本文:
陸奥と筑波

戦艦陸奥

一時期常連だった模型屋の店長がえらい年寄りで、聞けば旧海軍で軍艦にも乗っていたとのこと。
ああ、それでショーウィンドウにウォーターラインの軍艦が並んでるのね。

その店長から聞いた話。

乗っていた戦艦が瀬戸内海に停泊していた時のこと。
真夜中、夜衛の当番なんで見まわり時間を待っていたら、自分の前に見まわりに出ていった新兵がガタガタと駆け込んでくる。

すわ、なにごとかと思えば新兵震えながら「班長、出ました出ました!」と繰り返すばかり。やっとのこと聞き出してみれば、三番砲塔に女が立っているという。

なにを馬鹿なことを言っているのかと思い、小銃を持って三番砲塔へ向かうが、特に異状なし。

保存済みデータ

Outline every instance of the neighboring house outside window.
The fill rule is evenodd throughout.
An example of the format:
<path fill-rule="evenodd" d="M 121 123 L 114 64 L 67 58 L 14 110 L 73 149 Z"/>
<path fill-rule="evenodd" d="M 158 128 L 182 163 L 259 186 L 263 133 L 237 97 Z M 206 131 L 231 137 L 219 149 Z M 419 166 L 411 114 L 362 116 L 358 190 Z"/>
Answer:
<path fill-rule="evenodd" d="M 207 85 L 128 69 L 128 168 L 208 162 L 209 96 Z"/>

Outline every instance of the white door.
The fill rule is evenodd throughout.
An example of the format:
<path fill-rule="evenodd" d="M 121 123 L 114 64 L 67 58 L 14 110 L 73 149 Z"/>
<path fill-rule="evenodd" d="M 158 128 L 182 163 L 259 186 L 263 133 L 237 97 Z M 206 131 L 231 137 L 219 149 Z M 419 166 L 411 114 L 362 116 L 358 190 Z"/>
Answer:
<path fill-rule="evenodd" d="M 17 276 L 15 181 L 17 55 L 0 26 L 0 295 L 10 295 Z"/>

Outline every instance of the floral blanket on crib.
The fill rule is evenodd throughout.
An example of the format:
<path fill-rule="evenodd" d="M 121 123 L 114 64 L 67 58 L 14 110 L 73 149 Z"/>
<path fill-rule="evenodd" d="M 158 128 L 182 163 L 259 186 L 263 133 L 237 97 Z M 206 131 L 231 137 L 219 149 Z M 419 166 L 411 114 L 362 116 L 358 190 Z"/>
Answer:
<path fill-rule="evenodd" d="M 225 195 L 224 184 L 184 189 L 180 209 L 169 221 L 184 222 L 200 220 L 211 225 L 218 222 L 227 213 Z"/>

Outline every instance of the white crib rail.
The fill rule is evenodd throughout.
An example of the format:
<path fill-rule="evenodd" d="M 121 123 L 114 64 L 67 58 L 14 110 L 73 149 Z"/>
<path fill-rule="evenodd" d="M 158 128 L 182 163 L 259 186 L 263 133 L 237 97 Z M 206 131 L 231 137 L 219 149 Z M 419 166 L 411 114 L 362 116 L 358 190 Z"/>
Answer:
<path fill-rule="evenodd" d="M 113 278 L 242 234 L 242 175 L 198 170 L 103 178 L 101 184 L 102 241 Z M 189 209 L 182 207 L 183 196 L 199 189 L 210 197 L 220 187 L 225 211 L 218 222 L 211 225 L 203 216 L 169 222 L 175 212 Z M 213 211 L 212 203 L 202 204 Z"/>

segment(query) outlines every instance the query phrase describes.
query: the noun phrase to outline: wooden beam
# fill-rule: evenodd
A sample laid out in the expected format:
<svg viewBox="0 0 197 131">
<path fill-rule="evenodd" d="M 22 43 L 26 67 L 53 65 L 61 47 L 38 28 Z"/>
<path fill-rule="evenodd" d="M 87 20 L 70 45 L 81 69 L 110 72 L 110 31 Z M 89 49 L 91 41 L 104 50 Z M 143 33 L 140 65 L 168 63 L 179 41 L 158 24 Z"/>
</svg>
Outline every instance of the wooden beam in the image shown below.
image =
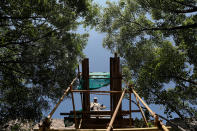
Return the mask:
<svg viewBox="0 0 197 131">
<path fill-rule="evenodd" d="M 135 90 L 132 88 L 133 93 L 135 94 L 135 96 L 141 101 L 141 103 L 146 107 L 146 109 L 150 112 L 150 114 L 155 118 L 155 112 L 153 112 L 149 106 L 142 100 L 142 98 L 135 92 Z"/>
<path fill-rule="evenodd" d="M 125 91 L 126 91 L 126 89 L 124 89 L 124 91 L 122 92 L 122 95 L 121 95 L 121 97 L 120 97 L 120 100 L 119 100 L 119 102 L 118 102 L 118 104 L 117 104 L 117 106 L 116 106 L 116 109 L 115 109 L 115 111 L 114 111 L 114 114 L 113 114 L 113 116 L 112 116 L 112 118 L 111 118 L 111 121 L 110 121 L 109 126 L 108 126 L 108 128 L 107 128 L 106 131 L 110 131 L 111 128 L 112 128 L 112 125 L 113 125 L 113 123 L 114 123 L 114 120 L 115 120 L 115 118 L 116 118 L 116 115 L 117 115 L 117 113 L 118 113 L 118 110 L 119 110 L 119 108 L 120 108 L 120 105 L 121 105 L 121 103 L 122 103 L 122 99 L 124 98 Z"/>
<path fill-rule="evenodd" d="M 123 91 L 96 91 L 96 90 L 71 90 L 72 92 L 87 92 L 87 93 L 122 93 Z M 129 93 L 129 92 L 128 92 Z"/>
<path fill-rule="evenodd" d="M 141 103 L 146 107 L 146 109 L 156 119 L 156 121 L 158 121 L 158 123 L 162 127 L 162 129 L 164 131 L 169 131 L 168 128 L 161 121 L 158 120 L 158 116 L 149 108 L 149 106 L 142 100 L 142 98 L 135 92 L 135 90 L 132 87 L 131 87 L 131 89 L 132 89 L 133 93 L 135 94 L 135 96 L 137 96 L 137 98 L 141 101 Z"/>
<path fill-rule="evenodd" d="M 171 127 L 167 127 L 171 129 Z M 34 131 L 39 131 L 39 129 L 33 129 Z M 106 129 L 74 129 L 74 128 L 53 128 L 48 131 L 106 131 Z M 149 128 L 115 128 L 113 131 L 161 131 L 158 127 Z"/>
<path fill-rule="evenodd" d="M 140 112 L 140 110 L 122 111 L 122 115 L 128 115 L 131 112 Z M 60 113 L 60 115 L 73 115 L 74 112 L 70 113 Z M 80 114 L 90 114 L 90 115 L 113 115 L 113 111 L 76 111 L 77 115 Z"/>
</svg>

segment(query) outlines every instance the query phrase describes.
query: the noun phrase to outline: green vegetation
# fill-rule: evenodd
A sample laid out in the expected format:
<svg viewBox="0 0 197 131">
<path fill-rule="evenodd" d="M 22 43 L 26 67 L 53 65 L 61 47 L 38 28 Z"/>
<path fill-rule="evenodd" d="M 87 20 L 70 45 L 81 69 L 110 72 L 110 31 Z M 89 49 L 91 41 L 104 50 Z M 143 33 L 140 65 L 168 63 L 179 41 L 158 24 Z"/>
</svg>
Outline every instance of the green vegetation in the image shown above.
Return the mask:
<svg viewBox="0 0 197 131">
<path fill-rule="evenodd" d="M 84 57 L 82 24 L 106 33 L 104 47 L 148 104 L 197 118 L 196 0 L 108 1 L 100 12 L 91 0 L 0 1 L 0 125 L 38 121 L 62 95 Z"/>
<path fill-rule="evenodd" d="M 97 12 L 91 0 L 0 1 L 1 122 L 40 120 L 62 95 L 87 43 L 75 30 Z"/>
<path fill-rule="evenodd" d="M 108 1 L 97 28 L 148 104 L 162 105 L 168 117 L 197 117 L 196 0 Z"/>
</svg>

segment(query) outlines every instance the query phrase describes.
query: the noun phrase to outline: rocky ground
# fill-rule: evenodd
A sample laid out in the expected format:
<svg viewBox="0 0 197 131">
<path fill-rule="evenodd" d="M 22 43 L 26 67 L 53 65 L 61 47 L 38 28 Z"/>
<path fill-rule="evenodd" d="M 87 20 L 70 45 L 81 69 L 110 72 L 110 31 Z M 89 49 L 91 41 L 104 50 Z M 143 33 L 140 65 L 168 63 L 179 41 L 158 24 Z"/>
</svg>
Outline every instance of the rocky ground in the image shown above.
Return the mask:
<svg viewBox="0 0 197 131">
<path fill-rule="evenodd" d="M 51 126 L 50 128 L 74 128 L 74 124 L 69 126 L 69 127 L 65 127 L 64 125 L 64 120 L 63 119 L 52 119 L 51 120 Z M 4 125 L 3 127 L 1 127 L 2 131 L 33 131 L 33 129 L 38 129 L 38 125 L 41 123 L 32 123 L 32 122 L 26 122 L 26 123 L 21 123 L 20 120 L 15 120 L 15 121 L 10 121 L 8 122 L 6 125 Z"/>
</svg>

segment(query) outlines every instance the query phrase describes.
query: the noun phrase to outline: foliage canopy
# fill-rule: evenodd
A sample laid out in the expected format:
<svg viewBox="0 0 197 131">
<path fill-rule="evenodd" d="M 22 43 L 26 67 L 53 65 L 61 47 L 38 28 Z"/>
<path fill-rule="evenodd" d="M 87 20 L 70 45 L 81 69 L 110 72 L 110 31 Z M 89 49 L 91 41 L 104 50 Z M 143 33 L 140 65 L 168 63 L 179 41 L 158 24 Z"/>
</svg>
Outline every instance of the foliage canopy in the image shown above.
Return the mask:
<svg viewBox="0 0 197 131">
<path fill-rule="evenodd" d="M 104 47 L 123 58 L 126 79 L 140 95 L 169 117 L 196 118 L 196 0 L 108 1 L 100 19 Z"/>
</svg>

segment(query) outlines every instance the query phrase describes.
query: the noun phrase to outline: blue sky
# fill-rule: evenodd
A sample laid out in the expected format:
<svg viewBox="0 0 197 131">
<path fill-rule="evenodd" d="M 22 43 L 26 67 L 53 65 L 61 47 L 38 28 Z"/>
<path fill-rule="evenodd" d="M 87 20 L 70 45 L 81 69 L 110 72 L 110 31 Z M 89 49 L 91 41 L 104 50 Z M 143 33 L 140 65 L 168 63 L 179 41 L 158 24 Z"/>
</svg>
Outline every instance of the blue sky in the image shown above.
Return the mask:
<svg viewBox="0 0 197 131">
<path fill-rule="evenodd" d="M 96 3 L 106 6 L 105 2 L 106 0 L 94 0 Z M 112 1 L 112 0 L 111 0 Z M 117 0 L 113 0 L 117 1 Z M 84 54 L 87 58 L 89 58 L 89 67 L 90 72 L 109 72 L 109 59 L 113 54 L 110 53 L 109 50 L 103 48 L 102 41 L 105 37 L 105 33 L 99 33 L 96 32 L 95 29 L 86 29 L 82 26 L 79 27 L 78 31 L 79 33 L 89 33 L 89 39 L 86 48 L 83 50 Z M 109 90 L 109 87 L 107 88 L 101 88 L 101 90 Z M 91 101 L 95 95 L 91 95 Z M 97 96 L 100 103 L 107 106 L 107 109 L 109 109 L 109 96 Z M 75 93 L 75 104 L 77 109 L 81 109 L 81 99 L 80 95 Z M 134 99 L 134 97 L 132 97 Z M 123 100 L 123 109 L 128 110 L 128 100 Z M 163 116 L 163 107 L 160 105 L 150 105 L 151 109 Z M 132 109 L 137 109 L 136 106 L 133 104 Z M 60 116 L 60 112 L 70 112 L 72 110 L 72 101 L 71 99 L 65 99 L 64 102 L 61 103 L 57 111 L 55 112 L 53 118 L 63 118 L 63 116 Z M 141 118 L 140 113 L 135 113 L 132 115 L 133 117 L 139 117 Z"/>
</svg>

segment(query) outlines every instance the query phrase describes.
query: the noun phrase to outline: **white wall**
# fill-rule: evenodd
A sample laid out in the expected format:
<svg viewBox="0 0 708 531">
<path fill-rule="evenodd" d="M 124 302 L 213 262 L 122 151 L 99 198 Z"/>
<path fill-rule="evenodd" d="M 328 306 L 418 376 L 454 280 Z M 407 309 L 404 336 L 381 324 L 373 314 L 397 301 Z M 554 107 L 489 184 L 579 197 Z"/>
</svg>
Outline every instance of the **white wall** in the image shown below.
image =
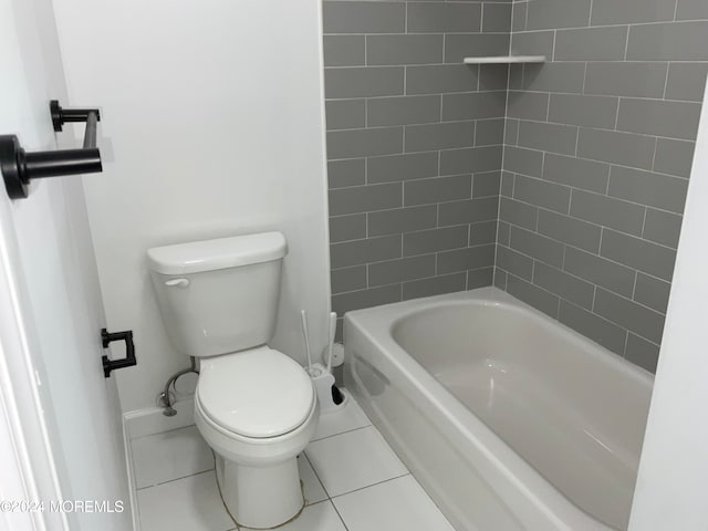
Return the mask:
<svg viewBox="0 0 708 531">
<path fill-rule="evenodd" d="M 188 358 L 167 343 L 153 246 L 281 230 L 272 346 L 326 342 L 329 253 L 317 0 L 54 0 L 71 104 L 100 105 L 104 173 L 85 177 L 108 325 L 133 329 L 123 410 L 155 404 Z"/>
<path fill-rule="evenodd" d="M 66 87 L 51 0 L 0 0 L 0 133 L 17 134 L 28 152 L 56 149 L 49 101 L 65 100 Z M 79 177 L 34 181 L 27 199 L 0 190 L 0 407 L 17 415 L 14 450 L 31 465 L 23 498 L 122 500 L 126 508 L 46 510 L 37 518 L 50 530 L 129 525 L 117 392 L 101 364 L 105 319 L 93 257 Z M 11 459 L 0 455 L 6 499 Z"/>
<path fill-rule="evenodd" d="M 708 92 L 629 530 L 708 529 Z"/>
</svg>

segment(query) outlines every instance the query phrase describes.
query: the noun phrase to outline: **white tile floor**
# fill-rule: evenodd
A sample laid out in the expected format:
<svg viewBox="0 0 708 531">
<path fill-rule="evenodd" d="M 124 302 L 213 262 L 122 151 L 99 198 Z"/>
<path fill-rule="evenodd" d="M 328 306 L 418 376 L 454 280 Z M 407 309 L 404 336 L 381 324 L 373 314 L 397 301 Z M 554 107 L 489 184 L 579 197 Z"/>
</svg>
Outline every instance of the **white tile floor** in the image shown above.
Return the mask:
<svg viewBox="0 0 708 531">
<path fill-rule="evenodd" d="M 238 529 L 195 426 L 134 439 L 132 451 L 142 531 Z M 454 531 L 351 398 L 322 416 L 298 464 L 306 507 L 279 530 Z"/>
</svg>

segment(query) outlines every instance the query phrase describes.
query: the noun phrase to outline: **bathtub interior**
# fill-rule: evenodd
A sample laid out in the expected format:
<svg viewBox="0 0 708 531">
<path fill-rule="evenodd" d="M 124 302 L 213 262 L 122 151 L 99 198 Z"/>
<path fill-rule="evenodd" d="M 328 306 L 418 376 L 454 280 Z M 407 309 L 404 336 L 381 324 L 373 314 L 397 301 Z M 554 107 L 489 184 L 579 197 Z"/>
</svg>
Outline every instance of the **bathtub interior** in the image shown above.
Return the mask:
<svg viewBox="0 0 708 531">
<path fill-rule="evenodd" d="M 389 330 L 397 346 L 568 500 L 626 529 L 648 374 L 516 302 L 424 305 Z"/>
</svg>

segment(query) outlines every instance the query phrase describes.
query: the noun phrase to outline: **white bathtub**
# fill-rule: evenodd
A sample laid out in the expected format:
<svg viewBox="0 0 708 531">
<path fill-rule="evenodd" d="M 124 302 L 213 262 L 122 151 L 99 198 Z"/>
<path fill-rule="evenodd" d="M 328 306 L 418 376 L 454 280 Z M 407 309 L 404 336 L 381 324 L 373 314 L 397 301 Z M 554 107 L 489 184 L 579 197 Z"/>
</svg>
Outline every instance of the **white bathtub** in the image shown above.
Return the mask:
<svg viewBox="0 0 708 531">
<path fill-rule="evenodd" d="M 344 336 L 346 387 L 457 530 L 626 529 L 650 374 L 496 288 Z"/>
</svg>

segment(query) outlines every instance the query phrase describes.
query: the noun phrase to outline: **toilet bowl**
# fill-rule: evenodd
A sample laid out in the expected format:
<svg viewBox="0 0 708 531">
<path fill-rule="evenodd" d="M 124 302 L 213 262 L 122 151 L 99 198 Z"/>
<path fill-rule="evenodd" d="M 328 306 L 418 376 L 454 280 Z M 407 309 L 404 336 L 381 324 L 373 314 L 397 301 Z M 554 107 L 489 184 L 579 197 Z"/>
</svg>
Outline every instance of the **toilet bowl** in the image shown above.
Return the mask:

課題 1:
戦艦の話の本文に出てくるカタカナ表記の語をすべて挙げてください。
課題 2:
戦艦の話の本文では、模型屋のショーウィンドウにウォーターラインの軍艦が並んでいるのはなぜだとされていますか。
課題 3:
戦艦の話の本文のうち、「真夜中、夜衛の当番なんで見ま」から「塔へ向かうが、特に異状なし。」までをそのまま書き写してください。

解答 1:
ウォーターライン、ショーウィンドウ、ガタガタ

解答 2:
店長が旧海軍にいて、軍艦にも乗っていたからです。語り手はそれを聞いて、軍艦が並んでいる理由に納得しています。

解答 3:
真夜中、夜衛の当番なんで見まわり時間を待っていたら、自分の前に見まわりに出ていった新兵がガタガタと駆け込んでくる。

すわ、なにごとかと思えば新兵震えながら「班長、出ました出ました!」と繰り返すばかり。やっとのこと聞き出してみれば、三番砲塔に女が立っているという。

なにを馬鹿なことを言っているのかと思い、小銃を持って三番砲塔へ向かうが、特に異状なし。